| SELECTED EXTRACT |
Review: 'Nocturnal Animals' Starring Amy Adams & Jake Gyllenhaal Is Pretty But Hollow
Note: With Nocturnal Animals out this weekend, we're re-running our review from TIFF.
There's a lot to admire about Nocturnal Animals, the second feature from Tom Ford. The narrative is actually two narratives, beautifully braided together by Ford and brought to life by Amy Adams and Jake Gyllenhaal. It's pretentious pulp, in a good way — engaging to watch and pretty to behold. But Nocturnal Animals seems to be aiming for profundity, and there it falls short. It's trying to say something, but what isn't exactly clear.
Angie Han's Nocturnal Animals Review
When we first meet Susan (Adams), she's just coming off of an opening at her art gallery. The show has apparently gone well, but she looks brittle and hollow — less like a real person than one of those models in ads shilling luxury wares (for Tom Ford eyewear or makeup, perhaps). She's heavily shellacked and meticulously attired, but obviously, deeply unhappy. Susan and her handsome husband Hutton (Armie Hammer) are suffering from financial troubles, and she's growing increasingly uneasy with his suspiciously frequent business trips.
One day, she receives a manuscript for a novel written by her first husband Edward, whom she hasn't spoken to in years. With Hutton away for the weekend, she cracks open the book and quickly finds herself engrossed in a dramatic thriller about a father, Tony (Gyllenhaal), who's driving through the deserted roads of West Texas with his wife (Isla Fisher) and daughter (Ellie Bamber) when he has a disturbing run-in with a gang of troublemakers (led by Aaron Taylor-Johnson's Ray).
Nocturnal Animals cuts between Susan's life, Edward's novel, and (to a lesser extent) Susan's history. The deeper she delves into the book, and the more it makes her reflect upon her history with her ex-husband, the more closely the imagery reflect each other. A scene of a devastated Tony in a seedy motel tub gives way to a scene of Susan in the same position, but in her own luxurious bathroom; a shot of Tony's daughter is recreated in a shot of Susan's daughter; and so on. It's a nifty visual representation of the way certain stories get under our skin, and we start to identify echoes between the fictional world and the real one.

| DATA LINES |

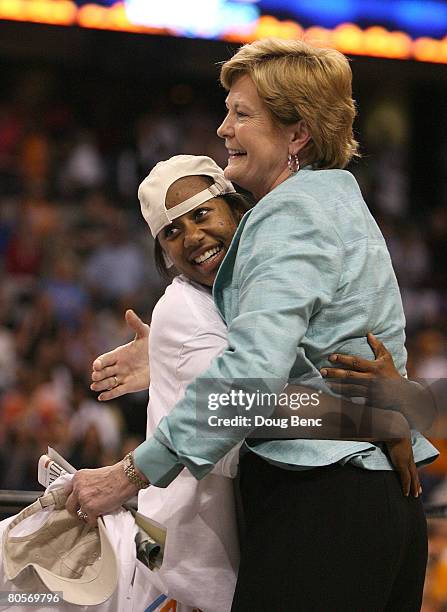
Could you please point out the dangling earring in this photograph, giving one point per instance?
(293, 163)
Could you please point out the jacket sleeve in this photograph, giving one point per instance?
(289, 265)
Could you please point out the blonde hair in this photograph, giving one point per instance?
(298, 81)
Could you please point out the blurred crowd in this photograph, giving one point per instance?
(75, 254)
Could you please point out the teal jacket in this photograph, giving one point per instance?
(307, 274)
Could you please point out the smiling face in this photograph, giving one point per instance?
(258, 147)
(197, 241)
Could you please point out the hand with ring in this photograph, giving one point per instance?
(83, 516)
(126, 368)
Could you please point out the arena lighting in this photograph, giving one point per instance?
(194, 18)
(375, 41)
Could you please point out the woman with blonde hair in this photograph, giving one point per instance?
(307, 274)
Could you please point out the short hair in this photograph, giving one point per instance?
(234, 200)
(298, 81)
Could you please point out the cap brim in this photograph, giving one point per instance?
(86, 592)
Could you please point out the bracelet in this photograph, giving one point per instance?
(131, 473)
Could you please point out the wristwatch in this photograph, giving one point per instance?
(131, 473)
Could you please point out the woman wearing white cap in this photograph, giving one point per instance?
(307, 274)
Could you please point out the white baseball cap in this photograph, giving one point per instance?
(65, 554)
(152, 191)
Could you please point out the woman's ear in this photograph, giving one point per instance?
(299, 137)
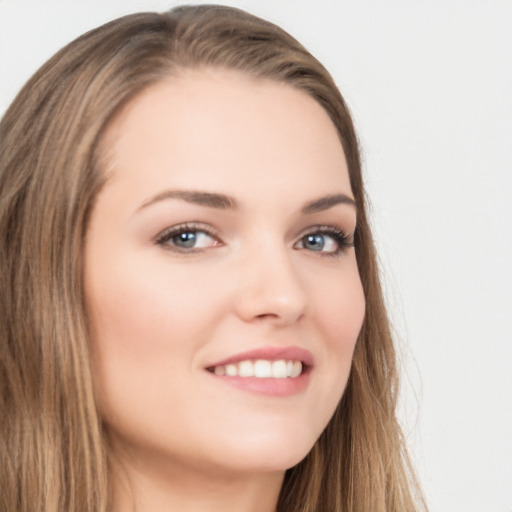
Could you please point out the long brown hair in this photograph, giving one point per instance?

| GIVEN PROBLEM 1 |
In the Nocturnal Animals review, which actor plays Susan's husband Hutton?
| GIVEN PROBLEM 2 |
List every actor the Nocturnal Animals review names as appearing in the film.
| GIVEN PROBLEM 3 |
Rewrite the passage of the Nocturnal Animals review starting with "Angie Han's Nocturnal" and going on through "frequent business trips.", putting "design studio" in place of "art gallery".

| FINISHED ANSWER 1 |
Armie Hammer

| FINISHED ANSWER 2 |
Amy Adams, Jake Gyllenhaal, Armie Hammer, Isla Fisher, Ellie Bamber, Aaron Taylor-Johnson

| FINISHED ANSWER 3 |
Angie Han's Nocturnal Animals Review
When we first meet Susan (Adams), she's just coming off of an opening at her design studio. The show has apparently gone well, but she looks brittle and hollow — less like a real person than one of those models in ads shilling luxury wares (for Tom Ford eyewear or makeup, perhaps). She's heavily shellacked and meticulously attired, but obviously, deeply unhappy. Susan and her handsome husband Hutton (Armie Hammer) are suffering from financial troubles, and she's growing increasingly uneasy with his suspiciously frequent business trips.